# Georgetown County, SC. OIS Officer is being charged with manslaughter.



## RodneyFarva (Jan 18, 2007)

I can't wait to read the comments on this one.





Georgetown County, South Carolina — Attorneys representing the family of a man fatally shot in February by a Hemingway police officer released the dashcam footage from the shooting. Video shows former Hemingway police officer Cassandra Dollard, 52, slipped and fell before fatally shooting Robert Junior Langley, 46. On Feb. 6, Dollard saw a silver car traveling west on Andrews Street in Hemingway and failed to stop for a stop sign, according to a police report. Dollard wrote that she activated her lights but Langley continued to drive away, failing to stop for a red light at the intersection of West Broad Street and North Main Street. The video, shows the vehicle chase coming to an end after Langley’s vehicle ran off the road and crashed into what appears to be a utility pole. After some attempted communication, it shows officer Dollard approaching the vehicle and ultimately shooting Langley as he tried to exit through a passenger door. The video also shows her attempt CPR on Langley as she tells him EMS is en route. Officer Dollard, 52, was taken into custody Feb. 9 on the manslaughter charge after an investigation conducted by SLED. She was released from jail the following day on $150,000 bail.


----------



## Hush (Feb 1, 2009)

Lt Thunder Thighs. I'm sure she's a real peach to work with, carries her own weight and all.


----------



## RodneyFarva (Jan 18, 2007)

I was thinking about dubbing the Benny Hill music over the footage.


----------



## USAF286 (May 20, 2011)

What a disgrace...on a related note this reminded me of whoever came up with the function that kills the audible siren when the cruiser is placed in park is a genius. 


Sent from my iPhone using Tapatalk


----------



## Kilvinsky (Jan 15, 2007)

This Gal is one in a million. I had wanted to feel bad for her, taking EVERYTHING we saw into account. I'm not longer on her side or even neutral. She seems dangerous.


----------



## Hush (Feb 1, 2009)

Forced diversity, for diversity's sake, will be civilization's downfall. Eventually one of these clowns will be put in charge of nukes or something big.


----------

* **Exercise**
In the forum thread about the Georgetown County shooting, what bail amount secured the officer's release from jail? The lines that follow were drawn from a separate source unrelated to the forum thread.

* **Data**
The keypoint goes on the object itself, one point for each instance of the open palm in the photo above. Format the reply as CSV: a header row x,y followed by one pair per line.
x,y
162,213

* **Exercise response**
$150,000